--- Tasks ---
(1) In the forum thread about a coworker passing off copied code, when does briankelly say they would care about burning the bridge?
(2) Write the next part of the forum thread about a coworker passing off copied code, starting after its final sentence.

--- Selected excerpt ---
——

Talk personally to the lead first... If you can 100% exclude misunderstanding and the boss likes the lead dev, I would look for a new job, but:

While doing it, be professional. Keep doing your work (even if it is not accepted), don't be mad or raise your voice. Collect evidence and print it.

If you found something new, you will have to talk to your boss. Have the printed evidence with you and tell/show him, as soon as he asks why you are leaving. Maybe you can prevent others from having a toxic environment by this.


👤 solardev
Wait, why does it matter who actually authors the commit that makes it into the final code? Does that come up in performance reviews or something?

If another team member copied my code and pushed it through without going through a proper review, I would just assume they were working on a bunch of different things and probably didn't want to deal with merge conflicts. Is that a possibility here, vs some sort of malfeasance?

But then again I work in a small team that generally trusts one another.


👤 briankelly
New job, no question. I’d consider putting together a document with the evidence of plagiarized code and piping it to the founder as a favor on your way out depending on how you feel about burning the bridge. And I’d only care about that bridge if I really needed their reference.

——

--- Excerpted records ---
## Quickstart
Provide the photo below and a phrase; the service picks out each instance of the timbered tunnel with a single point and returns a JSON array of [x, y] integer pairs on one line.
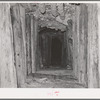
[[49, 39]]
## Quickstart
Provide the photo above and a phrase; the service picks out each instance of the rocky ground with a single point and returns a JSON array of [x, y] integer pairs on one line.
[[51, 83]]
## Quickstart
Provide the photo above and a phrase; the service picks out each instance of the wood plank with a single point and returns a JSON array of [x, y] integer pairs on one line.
[[7, 68], [18, 44]]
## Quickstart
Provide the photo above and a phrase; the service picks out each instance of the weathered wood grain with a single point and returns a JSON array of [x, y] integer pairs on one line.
[[7, 68]]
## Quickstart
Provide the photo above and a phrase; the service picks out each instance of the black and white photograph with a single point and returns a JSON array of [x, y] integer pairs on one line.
[[49, 45]]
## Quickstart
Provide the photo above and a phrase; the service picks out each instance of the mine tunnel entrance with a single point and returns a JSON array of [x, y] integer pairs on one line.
[[52, 49], [56, 52]]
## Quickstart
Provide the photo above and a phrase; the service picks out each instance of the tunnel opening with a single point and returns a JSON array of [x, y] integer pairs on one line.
[[53, 49], [56, 52]]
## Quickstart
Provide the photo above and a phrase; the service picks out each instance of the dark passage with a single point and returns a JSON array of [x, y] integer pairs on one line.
[[56, 52]]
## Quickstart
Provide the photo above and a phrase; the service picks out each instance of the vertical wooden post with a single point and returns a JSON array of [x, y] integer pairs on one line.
[[93, 47], [7, 67], [28, 44], [99, 40], [33, 42], [19, 42]]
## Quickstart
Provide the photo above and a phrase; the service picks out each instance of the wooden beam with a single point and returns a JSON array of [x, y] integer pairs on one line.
[[19, 42], [7, 68], [93, 47]]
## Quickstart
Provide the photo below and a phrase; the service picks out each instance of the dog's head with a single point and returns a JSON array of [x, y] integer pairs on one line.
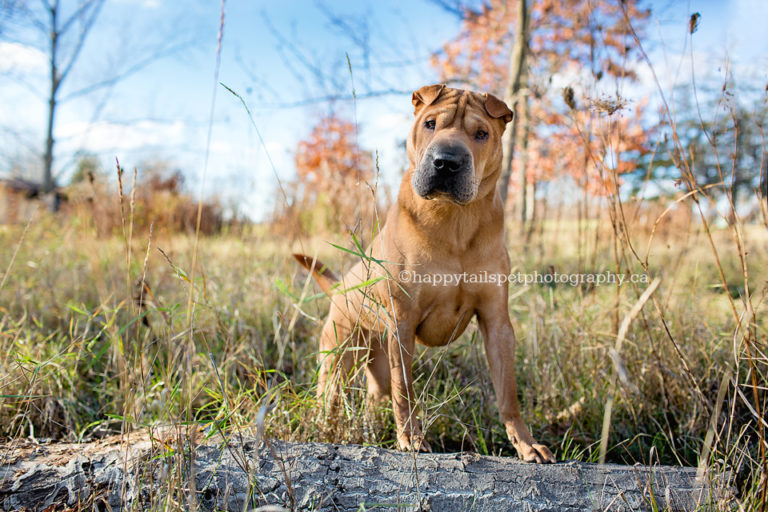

——

--- Answers for this exercise ---
(1) Only if they really needed the company's reference.

(2)
Whatever you do, ignore the comments about trying to reason with the lead. This person’s behavior is malignant and there’s no way that they’ll suddenly act rationally when they’re called out.


👤 Ekaros
Seems to me that process is broken here. If there is suitable meeting, maybe it makes sense to raise question how does the process work. After you have been assigned a ticket, what is reasonable timeframe for PR to be accepted? Who should review and accept it? What is the process of committing normal work to main? How are old and new tickets tracked? Should there be linking to old existing ticket?

Don't focus on the stolen work, focus on the fact that there should be process and it should be followed for normal work.


👤 shoo
> Keep reminding the team I need a review but only the tech lead actually reviews anything

idea i (less healthy):

maybe that gives you an angle -- if the tech lead is behaving like this with your other colleagues, maybe you can privately agree to review each other's PRs promptly, and cut the tech lead out of the review loop! starve the environment of unreviewed code stuck in limbo for your tech lead to steal, see what happens. this would be dysfunctional in a different way, but hey, a change is as good as a holiday, right?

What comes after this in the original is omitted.